== WORK REQUIRED ==
Can you copy the following data lines verbatim?

# Start of MATERIAL SHOWN

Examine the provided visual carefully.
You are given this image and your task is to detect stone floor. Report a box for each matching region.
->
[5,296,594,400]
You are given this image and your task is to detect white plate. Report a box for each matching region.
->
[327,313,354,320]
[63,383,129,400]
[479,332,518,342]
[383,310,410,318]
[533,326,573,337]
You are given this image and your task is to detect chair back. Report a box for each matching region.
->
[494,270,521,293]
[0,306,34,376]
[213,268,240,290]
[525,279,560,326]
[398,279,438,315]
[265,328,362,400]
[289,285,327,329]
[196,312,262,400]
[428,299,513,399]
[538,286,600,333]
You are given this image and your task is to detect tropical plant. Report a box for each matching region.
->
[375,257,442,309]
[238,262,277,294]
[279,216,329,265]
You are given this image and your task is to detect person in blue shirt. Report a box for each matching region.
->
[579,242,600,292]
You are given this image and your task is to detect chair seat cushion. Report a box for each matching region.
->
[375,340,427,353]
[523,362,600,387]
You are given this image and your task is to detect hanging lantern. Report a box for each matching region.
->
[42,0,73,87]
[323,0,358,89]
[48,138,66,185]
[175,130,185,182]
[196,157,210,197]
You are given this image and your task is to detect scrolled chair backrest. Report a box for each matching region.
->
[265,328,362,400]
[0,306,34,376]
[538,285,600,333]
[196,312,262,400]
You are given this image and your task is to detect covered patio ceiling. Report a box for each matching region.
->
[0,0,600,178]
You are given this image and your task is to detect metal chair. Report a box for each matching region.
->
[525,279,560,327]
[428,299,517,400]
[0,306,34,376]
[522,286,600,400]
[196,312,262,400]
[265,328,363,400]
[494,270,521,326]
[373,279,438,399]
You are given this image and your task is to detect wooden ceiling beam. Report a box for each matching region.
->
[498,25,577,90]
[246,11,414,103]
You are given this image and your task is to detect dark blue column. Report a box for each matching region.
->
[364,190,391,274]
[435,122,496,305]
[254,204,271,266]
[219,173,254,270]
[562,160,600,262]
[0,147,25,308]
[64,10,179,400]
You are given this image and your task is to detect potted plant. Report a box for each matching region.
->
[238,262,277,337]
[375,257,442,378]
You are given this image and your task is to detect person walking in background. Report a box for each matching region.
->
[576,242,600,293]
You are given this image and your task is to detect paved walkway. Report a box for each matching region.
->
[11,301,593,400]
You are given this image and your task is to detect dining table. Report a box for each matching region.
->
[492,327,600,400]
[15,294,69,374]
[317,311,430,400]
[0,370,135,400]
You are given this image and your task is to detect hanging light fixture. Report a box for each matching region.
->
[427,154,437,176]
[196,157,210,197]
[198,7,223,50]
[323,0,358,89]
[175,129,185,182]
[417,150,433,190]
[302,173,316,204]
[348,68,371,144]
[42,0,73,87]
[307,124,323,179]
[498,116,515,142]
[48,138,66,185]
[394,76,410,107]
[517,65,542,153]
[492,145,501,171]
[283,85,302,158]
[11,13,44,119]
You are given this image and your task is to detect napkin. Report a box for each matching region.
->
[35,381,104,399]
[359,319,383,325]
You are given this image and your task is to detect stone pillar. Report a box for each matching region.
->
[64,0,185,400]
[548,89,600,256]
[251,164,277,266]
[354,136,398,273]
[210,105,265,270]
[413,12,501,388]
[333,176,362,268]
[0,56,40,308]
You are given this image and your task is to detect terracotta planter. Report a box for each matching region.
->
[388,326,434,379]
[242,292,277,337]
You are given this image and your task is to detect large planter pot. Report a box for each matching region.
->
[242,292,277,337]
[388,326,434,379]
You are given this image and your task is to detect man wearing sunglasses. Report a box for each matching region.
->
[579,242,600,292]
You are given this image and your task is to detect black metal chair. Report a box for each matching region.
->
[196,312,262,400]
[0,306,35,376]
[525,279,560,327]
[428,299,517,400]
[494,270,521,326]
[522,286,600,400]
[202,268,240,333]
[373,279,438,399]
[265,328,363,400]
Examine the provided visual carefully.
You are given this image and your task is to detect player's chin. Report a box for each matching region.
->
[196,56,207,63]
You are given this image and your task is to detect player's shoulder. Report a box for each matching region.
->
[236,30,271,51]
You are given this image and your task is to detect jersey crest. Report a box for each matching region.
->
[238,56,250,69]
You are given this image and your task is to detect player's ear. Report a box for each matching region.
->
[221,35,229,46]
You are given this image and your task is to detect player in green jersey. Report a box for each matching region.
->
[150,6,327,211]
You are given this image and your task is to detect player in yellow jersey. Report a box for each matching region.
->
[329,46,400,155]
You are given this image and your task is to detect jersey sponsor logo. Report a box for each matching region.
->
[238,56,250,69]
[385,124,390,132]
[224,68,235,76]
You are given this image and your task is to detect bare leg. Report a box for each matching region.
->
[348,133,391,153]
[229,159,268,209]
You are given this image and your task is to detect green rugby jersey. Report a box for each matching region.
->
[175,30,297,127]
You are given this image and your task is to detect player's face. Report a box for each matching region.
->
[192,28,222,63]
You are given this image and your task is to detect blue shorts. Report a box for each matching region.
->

# End of MATERIAL SHOWN

== ANSWER TO THE TASK ==
Examine the provided visual carefully.
You are given this image and your task is to detect stone floor. Report a box for each matching region.
->
[5,296,594,400]
You are given this image and your task is to detect white plate. Report a box for each matching region.
->
[327,313,354,320]
[63,383,129,400]
[479,332,518,342]
[383,310,410,318]
[533,326,573,337]
You are given this image and your task is to detect chair back. Report a box for each matching region.
->
[494,270,521,293]
[0,306,34,376]
[213,268,240,290]
[525,279,560,326]
[398,279,438,315]
[265,328,362,400]
[289,285,327,329]
[196,312,262,400]
[428,299,513,399]
[538,286,600,333]
You are given this image and your task is to detect tropical plant. Report a box for each matching region.
->
[375,257,442,309]
[238,262,277,294]
[279,216,329,265]
You are given this image and your task is to detect person in blue shirt. Report a box for each matching region.
->
[579,242,600,292]
You are given this image and your task is to detect chair seat cushion. Report a box for each matching region.
->
[375,340,427,353]
[523,362,600,387]
You are given this image and your task is to detect hanging lantern. Report a box for each matching region.
->
[42,0,73,87]
[323,0,358,89]
[48,138,66,185]
[175,130,185,182]
[196,157,210,197]
You are given this image and your task is to detect scrolled chair backrest. Report a box for each matching region.
->
[265,328,362,400]
[0,306,34,376]
[538,285,600,333]
[196,312,262,400]
You are given this image and your task is to detect covered patio ceiling. Report a box for each matching region.
->
[0,0,600,178]
You are given this image and your task is to detect metal chair. Report a box for each matching region.
->
[525,279,560,327]
[428,299,517,400]
[0,306,34,376]
[522,286,600,400]
[196,312,262,400]
[265,328,363,400]
[494,270,521,326]
[373,279,438,399]
You are given this image and your task is to detect wooden ceiling beam. Report a box for each matching region.
->
[498,25,577,90]
[246,11,414,103]
You are given this image and your task is to detect dark blue column. Report a box for each matching region.
->
[364,190,391,274]
[435,122,496,305]
[254,204,271,266]
[219,173,254,270]
[562,160,600,262]
[0,147,25,308]
[64,10,179,400]
You are given this image and your task is to detect potted plant. Report a box for each matching region.
->
[238,262,277,337]
[375,257,442,378]
You are given this image and your task is to detect person walking in background. Report a box for each matching region.
->
[576,242,600,293]
You are given this image and your task is to detect paved walkway. Report a box for each matching region.
->
[11,301,593,400]
You are given this image and your task is to detect dining table. Report a box for each matching region.
->
[492,327,600,400]
[15,294,69,374]
[317,311,430,400]
[0,370,135,400]
You are given this image and your task is to detect hanging light fixture. Report a box for each matching region.
->
[427,154,437,176]
[196,157,210,197]
[198,7,223,50]
[323,0,358,89]
[175,129,185,182]
[417,150,433,190]
[302,173,316,204]
[348,68,371,144]
[42,0,73,87]
[307,124,323,179]
[498,116,515,142]
[48,138,66,185]
[394,76,410,107]
[517,65,542,153]
[492,145,501,171]
[283,85,302,158]
[11,13,44,119]
You are given this image and your task is to detect napkin. Report a box for each matching region.
->
[35,381,104,399]
[359,319,383,325]
You are given this image and your task is to detect stone pillar. Report a box for each matching region.
->
[64,0,185,400]
[548,89,600,256]
[251,164,277,266]
[354,136,398,273]
[210,105,265,270]
[413,12,501,388]
[333,176,362,268]
[0,56,40,308]
You are given this image and your task is to detect terracotta planter. Report a box for each matching region.
->
[388,326,434,379]
[242,292,277,337]
You are given this image and your task is to detect large planter pot. Report a box for each matching region.
->
[242,292,277,337]
[388,326,434,379]
You are given this image and your task is to detect man wearing sunglasses. Report a box for each matching region.
->
[579,242,600,292]
You are given this image and your task is to detect black metal chair. Report a box for each matching region.
->
[196,312,262,400]
[0,306,35,376]
[525,279,560,327]
[428,299,517,400]
[494,270,521,326]
[522,286,600,400]
[202,268,240,333]
[373,279,438,399]
[265,328,363,400]
Examine the provided visual carefully.
You are given this image and your task is to detect player's chin. Report a box for each matching region.
->
[196,56,207,63]
You are given this image and your task is to detect player's shoulder. Report a box for each matching region.
->
[236,30,271,51]
You are given this image and your task is to detect jersey crest. Report a box for each matching region.
->
[238,56,250,69]
You are given this image and your task is to detect player's ear. Report a box for each matching region.
->
[221,35,229,46]
You are given this image and your task is to detect player in green jersey. Report a box for each matching region.
->
[150,6,327,211]
You are given this image and your task is to detect player in yellow jersey. Report a box for each matching region.
->
[329,46,400,155]
You are given this image and your task is to detect jersey sponsor logo. Report a box for each matching region.
->
[238,56,250,69]
[385,124,390,132]
[224,68,235,76]
You are given this image and your task is to detect bare leg. Report a box for each matching region.
->
[348,133,391,153]
[229,159,268,209]
You are given this image and your task is to detect green rugby jersey. Report a box for each matching region.
->
[175,30,297,127]
You are given this image and your task is to detect player's face. Report a box for each matching region.
->
[192,28,222,63]
You are given this image and your task is to detect blue shorts. Report a box for each matching region.
->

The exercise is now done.